For Immediate Release

CAMDEN — As an intern in a Rutgers University‒Camden mathematics lab, Sydney Truong became passionate about research while working on a federally funded study on ways autonomous vehicles can help improve traffic flow and reduce travel time, fuel consumption, and carbon emissions.

Since graduating in May 2020, her Rutgers–Camden experience has led to a position conducting research at Lockheed Martin.

For one year, beginning in the summer after Truong’s junior year, she worked with Benedetto Piccoli, the Joseph and Loretta Lopez Chair in Mathematics at Rutgers University–Camden, where he also serves as vice chancellor for research. Truong wrote a simulation code for the collaborative project involving Piccoli and researchers from four other universities.

As every driver experiences in traffic, people are continuously braking and accelerating, which causes a chain reaction of vehicles stopping and going, causing what researchers call a “stop-and-go wave.”

Researchers of the collaborative project are using Truong’s code to study traffic waves, with the aim of designing controls for autonomous vehicles capable of dissipating the stop-and-go waves.

Using MATLAB software, Truong, a math major and a computer science minor, created graphs, video simulations, and animation for the traffic study.

In addition to sharpening her technical skills, Truong learned valuable lessons working with lab colleagues. “Before this experience, I wasn’t someone who would ask questions,” says Truong, a Sicklerville resident. “I would always try to find out the answer by myself, but now I understand it’s OK to ask questions about things you don’t understand. Everyone in the lab was very helpful in answering questions.”

The researchers continue using Truong’s code on the project. “One of the controls we designed using Sydney’s code is still having the best performance in the project,” says Piccoli.

When the study is completed and published, Truong will appear as one of its co-authors.

An added benefit to working in Piccoli’s lab was the opportunity to work on a project that aligns with her interest in saving the planet.

“When traffic is dissipated, fuel usage and carbon emissions would be lowered,” says Truong. “I like being involved with something that would benefit the environment in the long run.”

Truong attributes her career choice in research to Piccoli and Rutgers–Camden Interim Chancellor Margaret Marsh, who was Truong’s honors seminar professor.

Truong mentioned to Marsh that she was not sure what jobs she could pursue with a degree in applied mathematics and a minor in computer science, so Marsh introduced her to Piccoli, who offered Truong an internship in his lab through a Rutgers Global grant.

“One of Rutgers’ missions is to drive more students toward a career in the STEM fields, where there is a high need of qualified workforce now, and even more in the near future,” Piccoli says. “Sydney is a perfect example of the benefit of such experience: she worked in team on a high-value project, achieving great results. This pushed her even more toward a career in STEM.”

“I knew conducting research was a possible career choice beforehand,” says Truong. “But I only realized after working with Dr. Piccoli how vast the research field is for someone who wants to conduct research as a career choice.”

Truong received the Dean's Undergraduate Research Prize and the Mathematical Sciences Scholarship Award for her work on Piccoli’s traffic-flow study.

Sponsored by the National Science Foundation and the U.S. Department of Energy, the project is a collaboration involving Rutgers–Camden and researchers from the University of Arizona, University of California at Berkeley, University of Pennsylvania, Temple University, and Vanderbilt University.

▶ **ITEMS**
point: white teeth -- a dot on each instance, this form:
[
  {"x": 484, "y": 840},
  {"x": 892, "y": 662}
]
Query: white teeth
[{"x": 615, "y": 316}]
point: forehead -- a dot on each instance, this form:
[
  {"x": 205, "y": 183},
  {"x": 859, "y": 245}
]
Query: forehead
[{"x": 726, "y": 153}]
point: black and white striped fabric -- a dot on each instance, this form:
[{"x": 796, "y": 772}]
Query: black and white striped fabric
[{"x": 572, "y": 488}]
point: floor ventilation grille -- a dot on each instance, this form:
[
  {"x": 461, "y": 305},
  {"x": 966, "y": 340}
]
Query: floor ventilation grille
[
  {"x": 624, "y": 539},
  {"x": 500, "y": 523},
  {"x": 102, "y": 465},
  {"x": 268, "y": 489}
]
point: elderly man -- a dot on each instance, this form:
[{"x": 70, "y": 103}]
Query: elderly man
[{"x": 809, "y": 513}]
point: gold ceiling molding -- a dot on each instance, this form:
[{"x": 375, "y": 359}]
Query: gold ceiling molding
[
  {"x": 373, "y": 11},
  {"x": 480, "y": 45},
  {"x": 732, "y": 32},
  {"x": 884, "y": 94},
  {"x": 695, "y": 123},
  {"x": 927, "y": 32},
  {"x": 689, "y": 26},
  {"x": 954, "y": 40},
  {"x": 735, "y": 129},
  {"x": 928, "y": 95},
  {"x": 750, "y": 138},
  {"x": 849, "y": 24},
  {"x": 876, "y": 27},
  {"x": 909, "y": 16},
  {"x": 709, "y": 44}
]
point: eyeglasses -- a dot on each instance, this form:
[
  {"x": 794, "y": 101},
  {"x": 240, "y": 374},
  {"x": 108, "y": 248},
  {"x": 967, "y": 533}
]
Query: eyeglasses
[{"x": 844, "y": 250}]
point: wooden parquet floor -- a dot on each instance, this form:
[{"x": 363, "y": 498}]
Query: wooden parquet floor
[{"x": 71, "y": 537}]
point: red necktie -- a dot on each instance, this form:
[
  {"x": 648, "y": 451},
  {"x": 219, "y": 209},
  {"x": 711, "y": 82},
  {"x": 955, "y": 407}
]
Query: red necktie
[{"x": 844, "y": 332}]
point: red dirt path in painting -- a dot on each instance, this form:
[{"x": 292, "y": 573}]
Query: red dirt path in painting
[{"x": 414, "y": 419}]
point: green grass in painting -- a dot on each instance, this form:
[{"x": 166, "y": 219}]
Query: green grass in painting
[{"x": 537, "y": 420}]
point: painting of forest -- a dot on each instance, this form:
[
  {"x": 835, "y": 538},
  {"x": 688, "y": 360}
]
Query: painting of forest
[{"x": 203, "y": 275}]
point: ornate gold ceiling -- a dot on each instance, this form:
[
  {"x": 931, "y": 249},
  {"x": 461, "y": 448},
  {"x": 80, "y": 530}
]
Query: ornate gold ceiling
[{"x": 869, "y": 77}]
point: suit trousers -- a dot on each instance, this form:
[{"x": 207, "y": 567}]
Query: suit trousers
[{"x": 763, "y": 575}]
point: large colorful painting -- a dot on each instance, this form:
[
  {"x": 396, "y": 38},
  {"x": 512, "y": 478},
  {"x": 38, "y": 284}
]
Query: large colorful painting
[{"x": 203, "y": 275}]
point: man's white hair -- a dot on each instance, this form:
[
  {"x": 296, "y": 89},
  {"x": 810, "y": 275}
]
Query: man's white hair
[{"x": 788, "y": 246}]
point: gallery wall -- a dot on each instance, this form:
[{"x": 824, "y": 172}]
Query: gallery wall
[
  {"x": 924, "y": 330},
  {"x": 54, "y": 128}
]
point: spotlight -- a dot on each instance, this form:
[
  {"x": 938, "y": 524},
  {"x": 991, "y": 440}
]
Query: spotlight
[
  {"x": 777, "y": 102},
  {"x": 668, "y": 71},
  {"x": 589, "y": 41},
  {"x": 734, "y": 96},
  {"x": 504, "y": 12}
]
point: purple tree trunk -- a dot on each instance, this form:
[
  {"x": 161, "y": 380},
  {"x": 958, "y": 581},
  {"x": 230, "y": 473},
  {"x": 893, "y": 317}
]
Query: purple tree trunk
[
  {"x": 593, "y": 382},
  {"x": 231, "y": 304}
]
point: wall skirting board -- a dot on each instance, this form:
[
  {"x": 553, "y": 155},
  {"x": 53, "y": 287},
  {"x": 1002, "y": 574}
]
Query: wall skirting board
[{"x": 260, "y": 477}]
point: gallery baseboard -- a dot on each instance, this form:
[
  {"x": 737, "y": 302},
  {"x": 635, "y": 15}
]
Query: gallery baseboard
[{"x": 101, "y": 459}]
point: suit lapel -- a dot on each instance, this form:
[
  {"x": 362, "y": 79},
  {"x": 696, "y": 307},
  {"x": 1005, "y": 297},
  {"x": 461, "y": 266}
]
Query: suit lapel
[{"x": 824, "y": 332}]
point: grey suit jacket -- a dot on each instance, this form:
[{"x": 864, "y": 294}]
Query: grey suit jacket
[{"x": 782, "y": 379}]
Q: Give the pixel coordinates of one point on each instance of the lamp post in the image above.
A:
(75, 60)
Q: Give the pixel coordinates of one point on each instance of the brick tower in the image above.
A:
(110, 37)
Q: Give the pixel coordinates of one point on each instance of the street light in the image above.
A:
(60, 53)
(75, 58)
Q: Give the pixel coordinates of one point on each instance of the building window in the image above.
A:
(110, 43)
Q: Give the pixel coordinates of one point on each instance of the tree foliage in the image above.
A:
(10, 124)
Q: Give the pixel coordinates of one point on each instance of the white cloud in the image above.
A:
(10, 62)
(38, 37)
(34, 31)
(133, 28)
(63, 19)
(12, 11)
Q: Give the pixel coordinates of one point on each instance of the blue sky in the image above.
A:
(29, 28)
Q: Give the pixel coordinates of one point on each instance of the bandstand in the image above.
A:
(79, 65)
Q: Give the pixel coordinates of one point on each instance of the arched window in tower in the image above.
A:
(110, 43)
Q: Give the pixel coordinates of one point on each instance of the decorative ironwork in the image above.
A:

▶ **TASK REQUIREMENTS**
(1) Quote the stretch of the press release from "Truong attributes her" through "Rutgers Global grant.".
(2) Print the stretch of the entries from the line containing "point: gallery baseboard" through the end of the entries.

▶ **EXPECTED RESPONSES**
(1)
Truong attributes her career choice in research to Piccoli and Rutgers–Camden Interim Chancellor Margaret Marsh, who was Truong’s honors seminar professor.

Truong mentioned to Marsh that she was not sure what jobs she could pursue with a degree in applied mathematics and a minor in computer science, so Marsh introduced her to Piccoli, who offered Truong an internship in his lab through a Rutgers Global grant.

(2)
point: gallery baseboard -- a dot on each instance, this form:
[
  {"x": 737, "y": 302},
  {"x": 635, "y": 15}
]
Query: gallery baseboard
[{"x": 101, "y": 459}]
point: suit lapel -- a dot on each instance, this form:
[
  {"x": 362, "y": 79},
  {"x": 696, "y": 307},
  {"x": 1005, "y": 297},
  {"x": 461, "y": 266}
]
Query: suit lapel
[{"x": 824, "y": 332}]
point: grey suit jacket -- a dot on each instance, this form:
[{"x": 864, "y": 294}]
Query: grey suit jacket
[{"x": 782, "y": 379}]
Q: Give the pixel coordinates of one point on each instance of the lamp post in the image above.
A:
(75, 60)
Q: Give the pixel coordinates of one point on each instance of the brick tower in the image above.
A:
(110, 37)
Q: Give the pixel coordinates of one point on each instance of the street light in the image above.
A:
(60, 53)
(75, 58)
Q: Give the pixel coordinates of one point on each instance of the building window in the image above.
A:
(110, 43)
Q: Give the pixel coordinates of one point on each instance of the tree foliage in the image above.
A:
(10, 124)
Q: Give the pixel coordinates of one point on each instance of the white cloud in the image above.
A:
(10, 62)
(38, 37)
(34, 31)
(133, 28)
(63, 19)
(12, 11)
Q: Give the pixel coordinates of one point on each instance of the blue sky in the image above.
A:
(29, 28)
Q: Give the pixel coordinates of one point on each instance of the bandstand in the image above.
A:
(79, 65)
Q: Give the pixel coordinates of one point on each instance of the arched window in tower in the image above.
A:
(110, 43)
Q: Give the pixel coordinates of one point on each instance of the decorative ironwork in the image above.
A:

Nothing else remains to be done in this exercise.